:: WHAT TO DO ::
Reproduce all of the data below verbatim, omitting the pictures.

****************************************

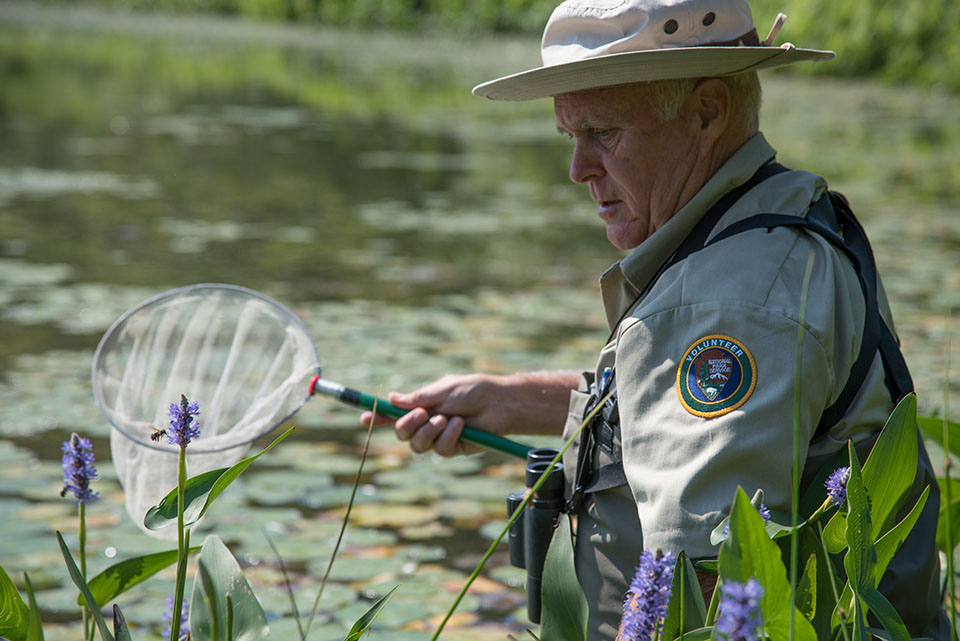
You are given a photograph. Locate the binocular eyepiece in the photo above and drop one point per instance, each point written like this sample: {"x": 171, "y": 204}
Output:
{"x": 531, "y": 533}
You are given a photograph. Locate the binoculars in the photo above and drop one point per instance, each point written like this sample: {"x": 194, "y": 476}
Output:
{"x": 531, "y": 533}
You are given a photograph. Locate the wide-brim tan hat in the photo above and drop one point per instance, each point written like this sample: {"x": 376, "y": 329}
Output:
{"x": 588, "y": 44}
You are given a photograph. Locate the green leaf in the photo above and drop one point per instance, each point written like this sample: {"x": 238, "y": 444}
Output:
{"x": 564, "y": 613}
{"x": 949, "y": 517}
{"x": 200, "y": 492}
{"x": 700, "y": 634}
{"x": 120, "y": 625}
{"x": 35, "y": 626}
{"x": 686, "y": 601}
{"x": 220, "y": 576}
{"x": 120, "y": 577}
{"x": 859, "y": 559}
{"x": 364, "y": 622}
{"x": 888, "y": 474}
{"x": 889, "y": 543}
{"x": 806, "y": 601}
{"x": 78, "y": 581}
{"x": 932, "y": 429}
{"x": 14, "y": 613}
{"x": 749, "y": 553}
{"x": 886, "y": 614}
{"x": 891, "y": 467}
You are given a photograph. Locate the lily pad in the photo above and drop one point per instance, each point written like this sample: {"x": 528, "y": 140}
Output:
{"x": 380, "y": 515}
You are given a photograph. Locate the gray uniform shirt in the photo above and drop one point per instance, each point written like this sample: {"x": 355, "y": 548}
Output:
{"x": 705, "y": 365}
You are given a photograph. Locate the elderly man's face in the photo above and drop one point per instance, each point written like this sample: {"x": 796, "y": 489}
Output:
{"x": 635, "y": 165}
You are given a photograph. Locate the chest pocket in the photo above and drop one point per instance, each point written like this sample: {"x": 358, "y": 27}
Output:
{"x": 600, "y": 464}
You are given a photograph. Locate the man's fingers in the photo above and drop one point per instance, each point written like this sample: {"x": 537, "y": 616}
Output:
{"x": 424, "y": 438}
{"x": 448, "y": 441}
{"x": 410, "y": 423}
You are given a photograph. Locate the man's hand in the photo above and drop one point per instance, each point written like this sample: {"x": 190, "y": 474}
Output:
{"x": 532, "y": 403}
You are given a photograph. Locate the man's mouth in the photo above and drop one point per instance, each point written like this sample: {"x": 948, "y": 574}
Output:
{"x": 604, "y": 206}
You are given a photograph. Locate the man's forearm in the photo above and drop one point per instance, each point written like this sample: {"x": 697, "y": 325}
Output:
{"x": 539, "y": 402}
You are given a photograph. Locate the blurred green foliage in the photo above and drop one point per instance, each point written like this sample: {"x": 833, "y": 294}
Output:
{"x": 915, "y": 42}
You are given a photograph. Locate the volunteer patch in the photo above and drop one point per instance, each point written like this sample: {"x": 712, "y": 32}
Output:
{"x": 717, "y": 374}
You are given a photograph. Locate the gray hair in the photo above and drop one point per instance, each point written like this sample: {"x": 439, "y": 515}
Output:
{"x": 668, "y": 96}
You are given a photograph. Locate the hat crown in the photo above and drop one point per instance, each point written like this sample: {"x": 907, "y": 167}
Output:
{"x": 581, "y": 29}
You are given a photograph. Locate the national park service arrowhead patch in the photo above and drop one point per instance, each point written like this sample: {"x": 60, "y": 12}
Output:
{"x": 717, "y": 375}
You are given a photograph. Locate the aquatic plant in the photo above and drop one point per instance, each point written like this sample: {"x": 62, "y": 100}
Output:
{"x": 836, "y": 485}
{"x": 645, "y": 607}
{"x": 78, "y": 471}
{"x": 184, "y": 617}
{"x": 740, "y": 610}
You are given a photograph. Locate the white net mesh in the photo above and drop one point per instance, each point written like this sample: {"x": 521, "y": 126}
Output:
{"x": 243, "y": 357}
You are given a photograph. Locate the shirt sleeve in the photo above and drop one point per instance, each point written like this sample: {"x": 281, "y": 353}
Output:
{"x": 706, "y": 394}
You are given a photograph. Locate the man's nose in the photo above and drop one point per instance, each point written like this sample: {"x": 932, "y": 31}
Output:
{"x": 585, "y": 164}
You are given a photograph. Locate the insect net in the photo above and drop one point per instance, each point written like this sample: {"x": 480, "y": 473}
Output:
{"x": 243, "y": 357}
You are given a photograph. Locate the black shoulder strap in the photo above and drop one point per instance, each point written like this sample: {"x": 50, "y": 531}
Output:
{"x": 832, "y": 218}
{"x": 697, "y": 238}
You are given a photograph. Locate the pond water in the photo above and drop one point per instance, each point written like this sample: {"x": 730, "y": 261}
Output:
{"x": 414, "y": 229}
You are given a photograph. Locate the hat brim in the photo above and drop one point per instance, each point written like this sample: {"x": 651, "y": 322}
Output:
{"x": 641, "y": 66}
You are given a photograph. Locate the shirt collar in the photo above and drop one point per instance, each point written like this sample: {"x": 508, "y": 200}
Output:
{"x": 622, "y": 283}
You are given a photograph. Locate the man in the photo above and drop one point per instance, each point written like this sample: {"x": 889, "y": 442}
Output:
{"x": 661, "y": 100}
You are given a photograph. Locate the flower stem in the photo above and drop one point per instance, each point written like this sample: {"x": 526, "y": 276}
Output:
{"x": 947, "y": 465}
{"x": 82, "y": 539}
{"x": 182, "y": 538}
{"x": 795, "y": 481}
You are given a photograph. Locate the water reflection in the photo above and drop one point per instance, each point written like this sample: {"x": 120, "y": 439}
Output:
{"x": 414, "y": 229}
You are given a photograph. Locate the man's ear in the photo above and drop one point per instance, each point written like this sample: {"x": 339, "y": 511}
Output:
{"x": 712, "y": 103}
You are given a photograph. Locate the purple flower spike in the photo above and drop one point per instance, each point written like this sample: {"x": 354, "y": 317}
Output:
{"x": 78, "y": 469}
{"x": 183, "y": 427}
{"x": 184, "y": 619}
{"x": 646, "y": 604}
{"x": 836, "y": 485}
{"x": 740, "y": 610}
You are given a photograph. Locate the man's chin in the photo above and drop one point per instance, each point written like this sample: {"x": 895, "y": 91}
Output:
{"x": 622, "y": 239}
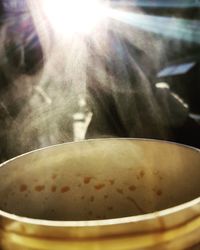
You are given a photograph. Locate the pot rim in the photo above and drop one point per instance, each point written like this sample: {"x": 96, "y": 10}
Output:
{"x": 103, "y": 222}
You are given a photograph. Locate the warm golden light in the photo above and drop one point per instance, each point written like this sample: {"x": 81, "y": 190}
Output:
{"x": 74, "y": 16}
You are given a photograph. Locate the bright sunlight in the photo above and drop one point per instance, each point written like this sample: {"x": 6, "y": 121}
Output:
{"x": 75, "y": 16}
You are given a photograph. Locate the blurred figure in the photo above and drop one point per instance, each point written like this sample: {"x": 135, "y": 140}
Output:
{"x": 124, "y": 100}
{"x": 21, "y": 59}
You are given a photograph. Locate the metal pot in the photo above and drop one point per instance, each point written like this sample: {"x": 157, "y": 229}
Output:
{"x": 110, "y": 194}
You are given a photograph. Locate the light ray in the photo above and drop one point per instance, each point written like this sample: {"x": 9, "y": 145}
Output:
{"x": 74, "y": 16}
{"x": 177, "y": 28}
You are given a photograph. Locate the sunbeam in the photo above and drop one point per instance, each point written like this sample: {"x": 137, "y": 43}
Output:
{"x": 177, "y": 28}
{"x": 70, "y": 17}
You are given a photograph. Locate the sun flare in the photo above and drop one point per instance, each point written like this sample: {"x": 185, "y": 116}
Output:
{"x": 74, "y": 16}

****************************************

:: FULL RESPONSE ::
You are given a photograph. Locate the binocular eyepiece in the photo above and drop one point per instance, each point written like this sample: {"x": 171, "y": 204}
Output:
{"x": 531, "y": 533}
You are given a photograph. Locate the binoculars in the photo above and drop one point per instance, each point written like this sample: {"x": 194, "y": 476}
Output:
{"x": 531, "y": 533}
You are given a photograph. Locate the wide-brim tan hat in the photo above and drop one point per instance, each point written like this sample: {"x": 376, "y": 329}
Output:
{"x": 588, "y": 44}
You are given a photograph. Locate the green leaf in the photo above and drop one point per instance, each point written like this sample: {"x": 238, "y": 444}
Output:
{"x": 564, "y": 613}
{"x": 949, "y": 517}
{"x": 200, "y": 492}
{"x": 700, "y": 634}
{"x": 120, "y": 625}
{"x": 35, "y": 626}
{"x": 686, "y": 601}
{"x": 220, "y": 576}
{"x": 120, "y": 577}
{"x": 859, "y": 559}
{"x": 364, "y": 622}
{"x": 888, "y": 474}
{"x": 889, "y": 543}
{"x": 806, "y": 601}
{"x": 78, "y": 581}
{"x": 932, "y": 429}
{"x": 14, "y": 613}
{"x": 749, "y": 553}
{"x": 886, "y": 614}
{"x": 891, "y": 467}
You are given a photograph. Locate the lily pad in the photo above and drop one point per instance, each point written like this sample: {"x": 528, "y": 140}
Output:
{"x": 380, "y": 515}
You are given a photograph. Locate the gray uniform shirt in the photo above and drop one point per instance, each point written like this sample: {"x": 355, "y": 548}
Output:
{"x": 705, "y": 365}
You are given a photograph. Locate the elderly man's face in the photo above and drop one point per instance, each point written like this sample: {"x": 796, "y": 489}
Output:
{"x": 635, "y": 165}
You are given a photograph. Locate the chest pocket in the photo above and drop one point per instance, each point written like this sample: {"x": 358, "y": 27}
Output:
{"x": 600, "y": 464}
You are given a photograph. Locate the man's fingers in the photo above and drop one point per instance, each point written like this sample: {"x": 537, "y": 616}
Output:
{"x": 424, "y": 438}
{"x": 448, "y": 441}
{"x": 410, "y": 423}
You are given a photograph. Locate the man's hand in the photo above and drop one point per instance, each point written like this sample: {"x": 190, "y": 474}
Output:
{"x": 532, "y": 403}
You are given a photograph. Locate the man's mouth in the photo above and drop one point per instance, each point written like this sample: {"x": 948, "y": 574}
Output:
{"x": 604, "y": 206}
You are given a photograph. Locate the man's forearm in the photo above and drop one point per instance, each point written like this sample: {"x": 697, "y": 325}
Output:
{"x": 539, "y": 402}
You are given a photograph. Locate the blurred green foliage in the photo above and drop one point per instance, each point written like this sample: {"x": 833, "y": 294}
Output:
{"x": 915, "y": 42}
You are given a photograph. Locate the volunteer patch in the photo above and drop one point per instance, each point written like this sample: {"x": 712, "y": 32}
Output:
{"x": 717, "y": 374}
You are given a photograph. Locate the gray hair in the photo above and drop one point per instance, each point written like this sample: {"x": 439, "y": 515}
Output:
{"x": 668, "y": 96}
You are given a photograph. Locate the hat crown in the photo above and drop one point per instance, each point written like this sample: {"x": 907, "y": 167}
Output:
{"x": 581, "y": 29}
You are given a photograph. Locate the national park service arrowhead patch in the photo above and drop one point per instance, each point written like this sample: {"x": 60, "y": 12}
Output:
{"x": 717, "y": 375}
You are given a photograph. Locate the aquatic plant in the photo above and drop one point per instance, each point written like this sample: {"x": 62, "y": 100}
Output:
{"x": 836, "y": 485}
{"x": 645, "y": 607}
{"x": 78, "y": 471}
{"x": 184, "y": 617}
{"x": 740, "y": 610}
You are given a photograph. Locate the white net mesh in the photo above and drop one point per instance, each point written like this sample: {"x": 521, "y": 126}
Output:
{"x": 243, "y": 357}
You are given a photograph. Locate the shirt sleeve in the photo above and drop one point per instance, each point written like this sample: {"x": 281, "y": 353}
Output:
{"x": 706, "y": 394}
You are given a photograph. Locate the man's nose in the photo above and drop one point per instance, each point written like this sample: {"x": 932, "y": 31}
Output:
{"x": 585, "y": 164}
You are given a photograph. Locate the insect net in the photo above and drop one point per instance, each point written like this sample: {"x": 480, "y": 473}
Output:
{"x": 243, "y": 357}
You are given a photograph. Locate the black shoulder strap in the photo above and drop one point per instance, each point written like this sample: {"x": 50, "y": 531}
Output:
{"x": 832, "y": 218}
{"x": 697, "y": 238}
You are given a photograph. Locate the pond water in the photo above and drop one point per instance, each point written like this sample: {"x": 730, "y": 261}
Output:
{"x": 414, "y": 229}
You are given a photograph. Locate the hat brim in the photo above and drop one point per instance, each point written like this sample: {"x": 651, "y": 322}
Output:
{"x": 641, "y": 66}
You are given a photograph. Locate the shirt collar in the photo above and drop one point per instance, each point written like this sample: {"x": 508, "y": 200}
Output:
{"x": 622, "y": 283}
You are given a photograph. Locate the man in the photo above and drop one point per instance, each point written like this sample: {"x": 889, "y": 442}
Output:
{"x": 661, "y": 100}
You are given a photograph. Locate the flower stem in the photo above and drop one point per instance, each point written like this sample: {"x": 526, "y": 276}
Output:
{"x": 947, "y": 465}
{"x": 82, "y": 539}
{"x": 182, "y": 538}
{"x": 795, "y": 481}
You are given a photograph. Locate the water reflection in the photo above and drop one point per instance, each point written like this sample: {"x": 120, "y": 439}
Output:
{"x": 414, "y": 229}
You are given a photograph. Locate the man's ear in the photo above and drop one point per instance, each point written like this sample: {"x": 339, "y": 511}
Output:
{"x": 712, "y": 103}
You are given a photograph. Locate the purple flower spike in the photo above and drop one point per instance, each point written like this sample: {"x": 354, "y": 317}
Output:
{"x": 78, "y": 469}
{"x": 183, "y": 427}
{"x": 184, "y": 619}
{"x": 646, "y": 604}
{"x": 836, "y": 485}
{"x": 740, "y": 610}
You are given a photograph. Locate the man's chin in the photo above and drop one point per instance, each point written like this sample: {"x": 895, "y": 91}
Output:
{"x": 622, "y": 239}
You are given a photograph. Locate the pot rim in the photo above and drop one point per instance, each point written like this sample: {"x": 96, "y": 10}
Output:
{"x": 103, "y": 222}
You are given a photograph. Locate the warm golden light in the photo above and drop one point per instance, each point written like this sample: {"x": 81, "y": 190}
Output:
{"x": 74, "y": 16}
You are given a photograph. Locate the bright sunlight in the photo above and drop one point per instance, each point written like this sample: {"x": 6, "y": 121}
Output:
{"x": 75, "y": 16}
You are given a photograph. Locate the blurred figure in the photo above and drop one point per instance, each point written like this sample: {"x": 135, "y": 140}
Output:
{"x": 124, "y": 100}
{"x": 21, "y": 59}
You are given a photograph. Locate the metal pot in the photo above and drop one point per instance, each point written like this sample: {"x": 157, "y": 229}
Output:
{"x": 110, "y": 194}
You are given a photograph. Locate the light ray in the photo above and drop one point per instance, each point written like this sample: {"x": 9, "y": 145}
Output:
{"x": 74, "y": 16}
{"x": 177, "y": 28}
You are given a photograph. Locate the sunbeam in the photo above and drop one point per instance, each point written like this sample: {"x": 137, "y": 43}
Output:
{"x": 177, "y": 28}
{"x": 70, "y": 17}
You are given a photograph. Locate the sun flare in the photo above and drop one point per instance, each point written like this sample: {"x": 185, "y": 116}
Output:
{"x": 74, "y": 16}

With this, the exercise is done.